**TESTO DELLA PAGINA**

• • •

Un’inchiesta del Wall Street Journal fa luce sul mercato dei dati personali negli Stati Uniti e sul modo poco trasparente in cui questi dati finiscono per essere acquisiti dalle agenzie federali e utilizzati all’interno dei programmi di sorveglianza governativi.
Ciò che sembra emergere è un mondo opaco, fatto di cessioni di database da parte di società che raccolgono dati di navigazione sul web di utenti, spesso inconsapevoli, che finiscono per essere monitorati non solo da chi vuol proporre loro pubblicità personalizzata sul web, ma anche dalle agenzie governative che, al di là di un mandato giudiziario, possono monitorare gli spostamenti di miliardi di individui.
Il caso Mobilewalla
Mobilewalla è una delle società coinvolte dall’inchiesta, il cui core business è la vendita di spazi pubblicitari online. Per consentire agli inserzionisti di arrivare al consumatore in target, raccoglie dati di navigazione e di geolocalizzazione. Il materiale promozionale dell’azienda, secondo la ricostruzione del Wall Street Journal, proclama di essere in possesso dei dati personali di 1,6 miliardi di dispositivi, raccolti in oltre 35 paesi.

• • •

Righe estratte

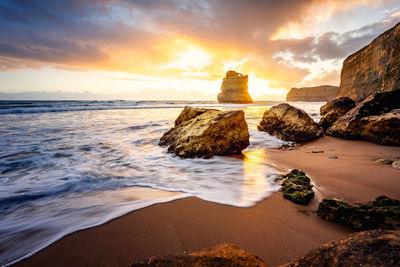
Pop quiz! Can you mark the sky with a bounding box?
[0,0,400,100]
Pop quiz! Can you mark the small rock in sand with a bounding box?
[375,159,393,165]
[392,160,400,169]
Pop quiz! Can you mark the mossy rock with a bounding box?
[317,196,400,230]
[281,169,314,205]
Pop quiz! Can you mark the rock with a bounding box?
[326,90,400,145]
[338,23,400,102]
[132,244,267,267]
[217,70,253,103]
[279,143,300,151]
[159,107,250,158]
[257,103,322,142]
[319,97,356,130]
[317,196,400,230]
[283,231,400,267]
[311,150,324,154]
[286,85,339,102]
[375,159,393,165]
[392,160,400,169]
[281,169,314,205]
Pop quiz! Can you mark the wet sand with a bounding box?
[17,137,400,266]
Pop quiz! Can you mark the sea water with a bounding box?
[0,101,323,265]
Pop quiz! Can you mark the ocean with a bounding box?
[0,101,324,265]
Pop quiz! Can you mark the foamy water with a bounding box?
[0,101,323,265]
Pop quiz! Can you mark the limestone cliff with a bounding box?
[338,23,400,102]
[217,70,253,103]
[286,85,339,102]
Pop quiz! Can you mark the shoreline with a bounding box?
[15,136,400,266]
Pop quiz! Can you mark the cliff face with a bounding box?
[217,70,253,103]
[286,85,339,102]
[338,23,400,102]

• • •

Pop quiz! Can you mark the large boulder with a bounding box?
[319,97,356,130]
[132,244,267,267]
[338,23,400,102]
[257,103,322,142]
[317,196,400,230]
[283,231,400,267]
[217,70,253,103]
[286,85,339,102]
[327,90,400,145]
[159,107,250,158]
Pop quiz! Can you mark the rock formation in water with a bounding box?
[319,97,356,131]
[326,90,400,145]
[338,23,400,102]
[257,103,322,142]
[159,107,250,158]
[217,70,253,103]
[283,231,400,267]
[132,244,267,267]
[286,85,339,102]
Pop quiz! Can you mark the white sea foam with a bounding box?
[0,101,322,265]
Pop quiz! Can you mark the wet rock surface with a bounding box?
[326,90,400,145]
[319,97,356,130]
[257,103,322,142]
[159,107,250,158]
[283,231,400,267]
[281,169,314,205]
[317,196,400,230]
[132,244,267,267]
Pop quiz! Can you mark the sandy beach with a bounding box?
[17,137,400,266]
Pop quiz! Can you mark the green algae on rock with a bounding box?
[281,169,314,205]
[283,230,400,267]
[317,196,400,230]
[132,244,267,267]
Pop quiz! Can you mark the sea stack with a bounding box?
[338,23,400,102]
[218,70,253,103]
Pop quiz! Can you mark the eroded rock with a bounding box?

• • •

**PROBLEMA POSTO 1**
Trascrivi dall'articolo sui dati personali tutto il tratto che va da "Ciò che sembra" giù fino a "miliardi di individui.".
**PROBLEMA POSTO 2**
Sposta di 40 in più ogni coordinata dei riquadri di delimitazione nelle righe estratte, da quella che contiene "Pop quiz! Can you mark the wet rock" giù fino a quella che contiene "Pop quiz! Can you mark the eroded". Poi riscrivi solo queste righe, comprese quelle senza coordinate.
Le righe non hanno alcun legame con l'articolo sui dati personali.

**RISULTATO CORRETTO 1**
Ciò che sembra emergere è un mondo opaco, fatto di cessioni di database da parte di società che raccolgono dati di navigazione sul web di utenti, spesso inconsapevoli, che finiscono per essere monitorati non solo da chi vuol proporre loro pubblicità personalizzata sul web, ma anche dalle agenzie governative che, al di là di un mandato giudiziario, possono monitorare gli spostamenti di miliardi di individui.

**RISULTATO CORRETTO 2**
Pop quiz! Can you mark the wet rock surface with a bounding box?
[366,130,440,185]
[359,137,396,170]
[297,143,362,182]
[199,147,290,198]
[323,271,440,307]
[321,209,354,245]
[357,236,440,270]
[172,284,307,307]
Pop quiz! Can you mark the sandy beach with a bounding box?
[57,177,440,306]
Pop quiz! Can you mark the green algae on rock with a bounding box?
[321,209,354,245]
[323,270,440,307]
[357,236,440,270]
[172,284,307,307]
Pop quiz! Can you mark the sea stack with a bounding box?
[378,63,440,142]
[258,110,293,143]
Pop quiz! Can you mark the eroded rock with a bounding box?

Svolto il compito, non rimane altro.